#### Passage to read:

The sources of data underlying biological networks

 

It is important to emphasise that significant challenges arise not only from the sheer size of the dataset used, but also due to the fact that biological datasets are inherently noisy and incomplete. Often, different types of evidence will not overlap or will be contradictory. The way the data was obtained is an important aspect to considere here, with the information typically coming from the following sources:

Manual curation of scientific literature: Scientific curators or domain experts evaluate existing published evidence and store it in a database. This provides high-quality, well represented information, but curation is an expensive and time consuming task and the size of the datasets is limited by these factors.

High-throughput datasets: Some experimental approaches can generate large amounts of data, such as large-scale PPI datasets generated via yeast two-hybrid or affinity purification plus mass spectrometry identification. They provide large, systematically produced datasets but the information suffers the inherent biases of the chosen technique and they vary in quality.

#### Set of tasks:
[A] Answer these questions from the passage on the sources of biological network data:
(i) Apart from their sheer size, what two qualities make biological datasets challenging?
(ii) Who evaluates published evidence and stores it in a database during manual curation?
(iii) Which two techniques does the passage name for generating large-scale PPI datasets?
[B] Copy everything from "Manual curation of" down to "vary in quality." in the passage on the sources of biological network data, substituting "costly" for "expensive".
[C] Proceed with the passage on the sources of biological network data, picking up after its last sentence.
The records come from a separate source and have no connection to the passage on the sources of biological network data.

#### Data to examine:
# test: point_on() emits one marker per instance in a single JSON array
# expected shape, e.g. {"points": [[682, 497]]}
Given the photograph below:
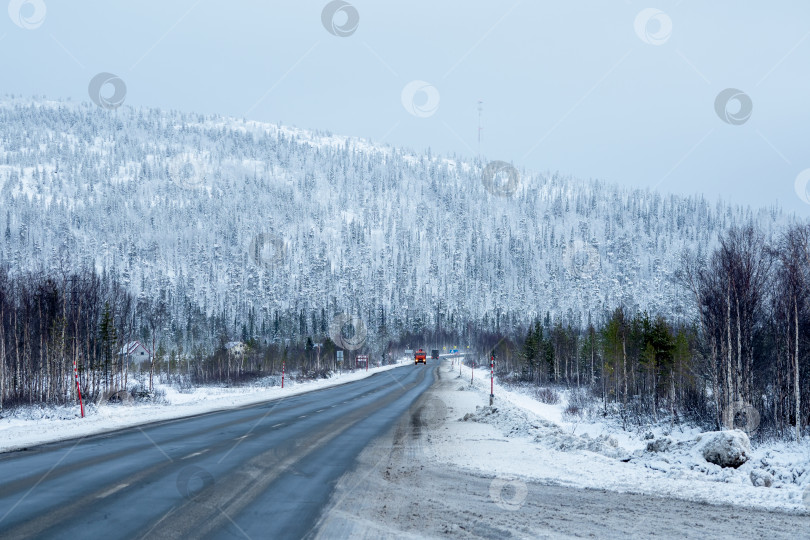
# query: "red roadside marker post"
{"points": [[78, 388]]}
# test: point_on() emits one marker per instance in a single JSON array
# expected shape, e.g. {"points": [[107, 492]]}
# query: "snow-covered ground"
{"points": [[34, 425], [524, 438]]}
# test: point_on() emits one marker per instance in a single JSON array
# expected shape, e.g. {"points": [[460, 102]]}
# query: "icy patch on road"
{"points": [[525, 438], [32, 425]]}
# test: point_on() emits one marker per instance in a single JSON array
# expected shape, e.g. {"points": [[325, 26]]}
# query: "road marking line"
{"points": [[109, 492]]}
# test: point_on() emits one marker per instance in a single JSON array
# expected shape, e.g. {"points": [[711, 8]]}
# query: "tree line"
{"points": [[743, 353]]}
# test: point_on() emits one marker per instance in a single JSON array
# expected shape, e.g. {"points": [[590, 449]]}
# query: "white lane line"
{"points": [[109, 492]]}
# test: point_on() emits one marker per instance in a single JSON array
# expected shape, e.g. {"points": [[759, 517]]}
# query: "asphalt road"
{"points": [[263, 471]]}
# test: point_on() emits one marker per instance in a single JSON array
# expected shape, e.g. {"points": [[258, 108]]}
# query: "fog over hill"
{"points": [[243, 217]]}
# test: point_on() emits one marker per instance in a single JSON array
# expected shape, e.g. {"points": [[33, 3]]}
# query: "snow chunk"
{"points": [[725, 448]]}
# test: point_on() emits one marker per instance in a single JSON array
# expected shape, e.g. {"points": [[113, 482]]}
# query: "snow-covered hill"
{"points": [[250, 219]]}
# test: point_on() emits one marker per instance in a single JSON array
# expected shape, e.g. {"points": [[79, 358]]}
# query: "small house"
{"points": [[134, 351]]}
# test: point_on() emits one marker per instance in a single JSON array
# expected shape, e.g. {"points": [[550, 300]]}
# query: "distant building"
{"points": [[134, 351]]}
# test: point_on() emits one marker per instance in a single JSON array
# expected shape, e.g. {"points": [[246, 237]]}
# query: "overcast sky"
{"points": [[624, 91]]}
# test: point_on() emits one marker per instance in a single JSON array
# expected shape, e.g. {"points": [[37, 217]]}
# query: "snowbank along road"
{"points": [[260, 471]]}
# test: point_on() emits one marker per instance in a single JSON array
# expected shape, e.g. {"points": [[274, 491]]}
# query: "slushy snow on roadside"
{"points": [[29, 426], [523, 437]]}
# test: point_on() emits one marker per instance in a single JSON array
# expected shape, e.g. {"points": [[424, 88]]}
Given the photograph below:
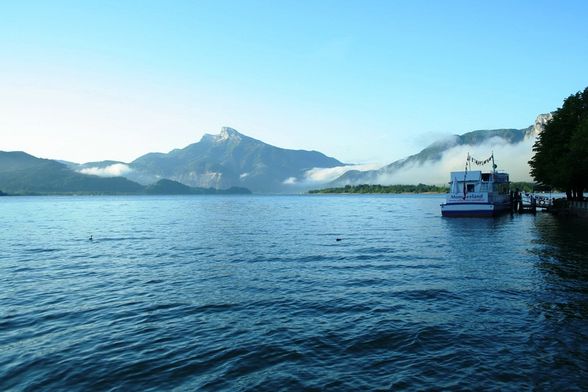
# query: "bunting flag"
{"points": [[471, 159]]}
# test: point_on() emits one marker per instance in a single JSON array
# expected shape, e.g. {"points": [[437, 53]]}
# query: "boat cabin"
{"points": [[475, 181]]}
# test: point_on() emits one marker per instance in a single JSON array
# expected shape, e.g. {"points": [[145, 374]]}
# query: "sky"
{"points": [[363, 81]]}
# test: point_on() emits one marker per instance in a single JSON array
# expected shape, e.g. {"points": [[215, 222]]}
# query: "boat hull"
{"points": [[473, 209]]}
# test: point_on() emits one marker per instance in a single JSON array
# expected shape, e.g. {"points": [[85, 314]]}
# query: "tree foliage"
{"points": [[561, 150]]}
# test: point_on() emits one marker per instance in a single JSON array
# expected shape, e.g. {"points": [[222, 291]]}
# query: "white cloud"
{"points": [[511, 158], [290, 181], [115, 170], [321, 175]]}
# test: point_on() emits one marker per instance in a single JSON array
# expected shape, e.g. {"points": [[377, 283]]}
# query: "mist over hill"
{"points": [[512, 149], [233, 160]]}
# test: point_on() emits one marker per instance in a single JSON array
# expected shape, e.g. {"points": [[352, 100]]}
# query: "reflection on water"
{"points": [[255, 293]]}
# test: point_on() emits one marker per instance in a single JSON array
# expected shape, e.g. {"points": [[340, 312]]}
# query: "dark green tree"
{"points": [[561, 150]]}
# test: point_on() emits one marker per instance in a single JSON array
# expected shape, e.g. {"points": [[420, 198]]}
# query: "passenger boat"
{"points": [[477, 193]]}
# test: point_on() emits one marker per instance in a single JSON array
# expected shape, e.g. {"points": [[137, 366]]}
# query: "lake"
{"points": [[255, 293]]}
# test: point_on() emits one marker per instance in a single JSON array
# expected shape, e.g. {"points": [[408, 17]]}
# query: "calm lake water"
{"points": [[255, 293]]}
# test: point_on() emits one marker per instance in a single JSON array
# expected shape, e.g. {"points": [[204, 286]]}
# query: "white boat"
{"points": [[477, 193]]}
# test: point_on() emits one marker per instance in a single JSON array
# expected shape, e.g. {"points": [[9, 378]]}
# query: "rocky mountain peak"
{"points": [[540, 123], [228, 133]]}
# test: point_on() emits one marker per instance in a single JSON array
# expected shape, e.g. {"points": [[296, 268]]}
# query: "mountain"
{"points": [[21, 173], [230, 159], [434, 154], [170, 187]]}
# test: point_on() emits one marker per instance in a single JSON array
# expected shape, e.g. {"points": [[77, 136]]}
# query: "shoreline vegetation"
{"points": [[407, 188], [371, 189], [162, 187]]}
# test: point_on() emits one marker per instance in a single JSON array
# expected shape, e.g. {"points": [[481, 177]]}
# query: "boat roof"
{"points": [[474, 175]]}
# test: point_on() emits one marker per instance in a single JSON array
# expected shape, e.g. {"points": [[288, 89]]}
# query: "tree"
{"points": [[561, 150]]}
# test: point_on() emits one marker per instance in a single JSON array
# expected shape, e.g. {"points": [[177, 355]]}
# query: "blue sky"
{"points": [[363, 81]]}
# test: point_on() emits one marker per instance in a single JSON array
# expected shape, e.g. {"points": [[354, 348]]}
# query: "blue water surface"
{"points": [[255, 293]]}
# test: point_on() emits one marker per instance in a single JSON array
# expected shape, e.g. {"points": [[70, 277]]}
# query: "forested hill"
{"points": [[368, 188]]}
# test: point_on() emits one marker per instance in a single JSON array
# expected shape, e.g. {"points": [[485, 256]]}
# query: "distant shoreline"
{"points": [[384, 189]]}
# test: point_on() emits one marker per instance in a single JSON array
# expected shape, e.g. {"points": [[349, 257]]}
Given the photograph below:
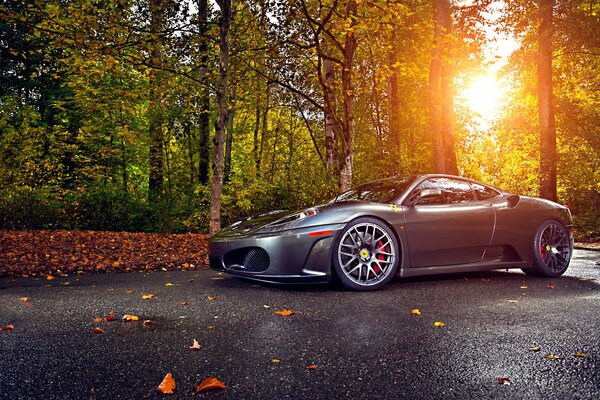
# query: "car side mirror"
{"points": [[422, 194]]}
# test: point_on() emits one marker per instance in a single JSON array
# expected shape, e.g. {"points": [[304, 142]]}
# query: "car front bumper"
{"points": [[293, 256]]}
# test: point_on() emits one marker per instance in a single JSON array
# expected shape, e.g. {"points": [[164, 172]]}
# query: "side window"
{"points": [[453, 191], [484, 192]]}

#### Results by task:
[A]
(i) They are inherently noisy and incomplete.
(ii) Scientific curators or domain experts.
(iii) Yeast two-hybrid, and affinity purification plus mass spectrometry identification.

[B]
Manual curation of scientific literature: Scientific curators or domain experts evaluate existing published evidence and store it in a database. This provides high-quality, well represented information, but curation is an costly and time consuming task and the size of the datasets is limited by these factors.

High-throughput datasets: Some experimental approaches can generate large amounts of data, such as large-scale PPI datasets generated via yeast two-hybrid or affinity purification plus mass spectrometry identification. They provide large, systematically produced datasets but the information suffers the inherent biases of the chosen technique and they vary in quality.

[C]
Computational predictions: Many methods use existing experimental evidence as their basis and aim to predict unexplored relationships between biological entities. For example, protein interactions in humans can be used to predict a similar interactions in mice if there are close enough orthologues in this organism. They provide a tool to broaden and even refine the space of experimentally derived interactions, but the datasets produced are understandably noisier than with the previous sources.

Literature text-mining: Multiple algorithms are used to computationally extract systematically represented relationships from the published literature. As with the previous case, although they can greatly increase the coverage of the data, natural language processing is a tricky business and the results tend to be rather noisy.